== EXERCISE OBJECTIVE ==
The answer must consist solely of the line that contains "Target: lake" and all subsequent lines of the data, each reproduced exactly.

== GIVEN INFORMATION ==
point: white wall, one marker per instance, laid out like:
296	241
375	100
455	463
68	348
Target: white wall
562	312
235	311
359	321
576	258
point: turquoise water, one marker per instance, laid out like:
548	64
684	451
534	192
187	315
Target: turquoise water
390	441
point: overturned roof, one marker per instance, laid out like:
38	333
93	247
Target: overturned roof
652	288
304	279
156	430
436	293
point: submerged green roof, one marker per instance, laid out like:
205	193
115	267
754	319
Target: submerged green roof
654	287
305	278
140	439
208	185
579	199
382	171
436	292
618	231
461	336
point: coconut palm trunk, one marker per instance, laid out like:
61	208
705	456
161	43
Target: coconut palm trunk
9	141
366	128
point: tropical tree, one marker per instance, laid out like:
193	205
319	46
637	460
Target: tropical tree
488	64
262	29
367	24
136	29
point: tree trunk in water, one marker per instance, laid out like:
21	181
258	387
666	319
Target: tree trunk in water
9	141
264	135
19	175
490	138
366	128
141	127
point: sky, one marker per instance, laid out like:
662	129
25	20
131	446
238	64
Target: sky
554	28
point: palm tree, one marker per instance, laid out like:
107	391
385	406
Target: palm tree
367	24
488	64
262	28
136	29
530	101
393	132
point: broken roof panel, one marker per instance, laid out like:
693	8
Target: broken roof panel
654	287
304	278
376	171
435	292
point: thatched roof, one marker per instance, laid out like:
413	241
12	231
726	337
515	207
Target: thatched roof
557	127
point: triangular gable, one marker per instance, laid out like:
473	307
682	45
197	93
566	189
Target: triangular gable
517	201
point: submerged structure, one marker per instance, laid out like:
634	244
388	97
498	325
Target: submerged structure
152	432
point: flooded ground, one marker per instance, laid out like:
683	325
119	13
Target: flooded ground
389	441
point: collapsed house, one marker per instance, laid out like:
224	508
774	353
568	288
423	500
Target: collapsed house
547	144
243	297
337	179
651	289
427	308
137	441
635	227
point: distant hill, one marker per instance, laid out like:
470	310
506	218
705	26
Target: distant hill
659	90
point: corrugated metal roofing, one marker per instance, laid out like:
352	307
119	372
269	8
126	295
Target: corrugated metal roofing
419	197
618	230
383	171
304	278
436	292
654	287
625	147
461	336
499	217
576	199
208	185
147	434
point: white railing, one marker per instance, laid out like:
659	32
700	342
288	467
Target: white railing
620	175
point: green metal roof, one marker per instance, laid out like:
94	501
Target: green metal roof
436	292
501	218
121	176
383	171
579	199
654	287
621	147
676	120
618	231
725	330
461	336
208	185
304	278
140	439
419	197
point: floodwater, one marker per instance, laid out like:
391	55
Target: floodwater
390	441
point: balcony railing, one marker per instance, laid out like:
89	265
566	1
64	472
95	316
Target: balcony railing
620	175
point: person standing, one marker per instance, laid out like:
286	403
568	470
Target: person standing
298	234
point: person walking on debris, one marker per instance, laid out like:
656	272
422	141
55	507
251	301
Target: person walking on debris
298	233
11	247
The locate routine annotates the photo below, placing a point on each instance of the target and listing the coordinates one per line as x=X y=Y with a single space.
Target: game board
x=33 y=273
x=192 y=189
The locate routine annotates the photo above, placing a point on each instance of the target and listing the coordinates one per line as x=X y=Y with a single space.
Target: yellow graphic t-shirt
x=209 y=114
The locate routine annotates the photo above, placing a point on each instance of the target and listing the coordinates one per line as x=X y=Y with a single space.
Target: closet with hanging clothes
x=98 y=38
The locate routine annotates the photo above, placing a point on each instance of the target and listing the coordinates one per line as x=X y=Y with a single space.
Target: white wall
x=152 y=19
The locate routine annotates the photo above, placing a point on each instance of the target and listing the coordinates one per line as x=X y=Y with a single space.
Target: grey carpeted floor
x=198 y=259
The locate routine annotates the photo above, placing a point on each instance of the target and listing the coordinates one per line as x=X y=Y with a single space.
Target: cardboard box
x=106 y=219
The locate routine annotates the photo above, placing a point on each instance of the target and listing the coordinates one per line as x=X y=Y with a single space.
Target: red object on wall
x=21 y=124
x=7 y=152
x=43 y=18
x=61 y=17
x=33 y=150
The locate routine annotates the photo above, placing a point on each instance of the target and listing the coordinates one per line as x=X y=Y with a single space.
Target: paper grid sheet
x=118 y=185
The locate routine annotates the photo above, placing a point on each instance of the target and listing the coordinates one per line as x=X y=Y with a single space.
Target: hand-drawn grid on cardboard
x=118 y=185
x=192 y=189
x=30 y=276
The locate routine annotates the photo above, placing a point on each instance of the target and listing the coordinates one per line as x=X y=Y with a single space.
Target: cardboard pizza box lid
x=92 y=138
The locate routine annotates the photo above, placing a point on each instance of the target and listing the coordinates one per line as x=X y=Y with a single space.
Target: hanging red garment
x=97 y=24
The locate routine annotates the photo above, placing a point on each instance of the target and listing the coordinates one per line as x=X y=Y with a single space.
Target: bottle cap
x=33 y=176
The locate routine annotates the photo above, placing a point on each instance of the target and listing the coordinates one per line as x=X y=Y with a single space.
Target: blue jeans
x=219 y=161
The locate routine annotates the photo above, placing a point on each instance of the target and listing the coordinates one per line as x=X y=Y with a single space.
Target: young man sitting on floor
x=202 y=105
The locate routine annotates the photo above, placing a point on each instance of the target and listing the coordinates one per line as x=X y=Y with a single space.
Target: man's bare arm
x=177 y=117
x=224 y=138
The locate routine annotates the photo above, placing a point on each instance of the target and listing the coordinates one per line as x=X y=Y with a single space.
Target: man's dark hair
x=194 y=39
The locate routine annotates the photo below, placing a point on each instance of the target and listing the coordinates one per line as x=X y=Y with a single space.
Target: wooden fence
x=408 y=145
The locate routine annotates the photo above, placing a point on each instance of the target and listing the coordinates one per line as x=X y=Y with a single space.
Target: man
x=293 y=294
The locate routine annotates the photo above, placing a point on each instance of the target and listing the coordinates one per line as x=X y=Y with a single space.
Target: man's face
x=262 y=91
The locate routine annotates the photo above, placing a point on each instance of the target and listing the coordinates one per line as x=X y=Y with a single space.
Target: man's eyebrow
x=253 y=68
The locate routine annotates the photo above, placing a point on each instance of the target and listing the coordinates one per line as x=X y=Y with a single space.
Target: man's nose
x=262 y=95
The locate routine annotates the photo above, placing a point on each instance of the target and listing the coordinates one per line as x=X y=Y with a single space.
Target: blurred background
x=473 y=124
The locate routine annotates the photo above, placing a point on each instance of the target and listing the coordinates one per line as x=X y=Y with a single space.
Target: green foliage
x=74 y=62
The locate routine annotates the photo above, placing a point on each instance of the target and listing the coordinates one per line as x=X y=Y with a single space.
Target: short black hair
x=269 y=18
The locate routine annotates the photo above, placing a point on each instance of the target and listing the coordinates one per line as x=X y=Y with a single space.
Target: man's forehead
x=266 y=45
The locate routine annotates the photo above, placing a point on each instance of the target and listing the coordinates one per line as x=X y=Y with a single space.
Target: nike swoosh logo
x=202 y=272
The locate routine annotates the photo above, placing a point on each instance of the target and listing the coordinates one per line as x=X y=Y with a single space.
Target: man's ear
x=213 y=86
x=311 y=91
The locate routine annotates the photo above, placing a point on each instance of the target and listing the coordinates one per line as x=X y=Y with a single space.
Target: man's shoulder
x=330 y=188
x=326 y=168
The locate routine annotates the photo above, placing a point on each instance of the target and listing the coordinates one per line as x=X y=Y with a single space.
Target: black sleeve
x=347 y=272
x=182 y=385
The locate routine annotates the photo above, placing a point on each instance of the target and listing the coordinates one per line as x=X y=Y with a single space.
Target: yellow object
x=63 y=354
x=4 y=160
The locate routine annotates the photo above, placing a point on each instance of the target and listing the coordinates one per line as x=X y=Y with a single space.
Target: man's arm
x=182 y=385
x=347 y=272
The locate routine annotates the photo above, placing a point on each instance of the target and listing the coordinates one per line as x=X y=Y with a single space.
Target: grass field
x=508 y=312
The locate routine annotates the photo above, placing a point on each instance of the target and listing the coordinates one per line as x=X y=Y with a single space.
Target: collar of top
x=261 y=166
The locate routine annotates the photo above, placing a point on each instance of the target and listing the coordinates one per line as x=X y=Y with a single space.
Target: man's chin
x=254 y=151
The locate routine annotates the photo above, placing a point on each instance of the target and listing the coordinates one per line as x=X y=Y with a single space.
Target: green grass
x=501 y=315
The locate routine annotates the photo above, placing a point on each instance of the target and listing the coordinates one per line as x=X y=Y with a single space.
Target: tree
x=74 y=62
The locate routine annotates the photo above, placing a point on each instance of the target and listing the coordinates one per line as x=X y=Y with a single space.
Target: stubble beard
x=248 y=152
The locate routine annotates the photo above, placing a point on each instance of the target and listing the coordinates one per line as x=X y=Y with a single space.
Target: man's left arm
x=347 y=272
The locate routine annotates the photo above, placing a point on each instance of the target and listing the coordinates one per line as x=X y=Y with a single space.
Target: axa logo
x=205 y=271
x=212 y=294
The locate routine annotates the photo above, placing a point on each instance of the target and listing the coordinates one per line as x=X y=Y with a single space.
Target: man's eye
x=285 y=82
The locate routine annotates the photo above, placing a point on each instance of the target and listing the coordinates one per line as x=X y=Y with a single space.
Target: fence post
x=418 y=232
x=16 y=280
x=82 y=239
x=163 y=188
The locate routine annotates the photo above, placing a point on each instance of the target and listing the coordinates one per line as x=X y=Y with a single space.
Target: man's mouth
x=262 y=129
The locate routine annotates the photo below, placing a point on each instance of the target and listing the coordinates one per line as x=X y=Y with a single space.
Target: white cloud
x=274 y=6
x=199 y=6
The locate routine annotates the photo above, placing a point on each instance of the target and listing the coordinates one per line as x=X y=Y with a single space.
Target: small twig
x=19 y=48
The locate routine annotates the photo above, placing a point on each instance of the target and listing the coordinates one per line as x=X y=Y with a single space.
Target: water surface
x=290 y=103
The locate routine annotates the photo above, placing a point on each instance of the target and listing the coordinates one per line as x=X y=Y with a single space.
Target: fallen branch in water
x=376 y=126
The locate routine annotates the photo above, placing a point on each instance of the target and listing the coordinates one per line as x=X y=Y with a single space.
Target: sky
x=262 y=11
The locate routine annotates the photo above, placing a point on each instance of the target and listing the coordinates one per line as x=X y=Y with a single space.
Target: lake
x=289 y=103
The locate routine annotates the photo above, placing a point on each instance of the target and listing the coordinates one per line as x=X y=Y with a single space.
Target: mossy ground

== FINISHED TASK ==
Target: lake
x=289 y=103
The locate routine annotates the photo above, placing a point on each instance of the target and listing the coordinates one per line as x=X y=Y with a single space.
Target: mossy ground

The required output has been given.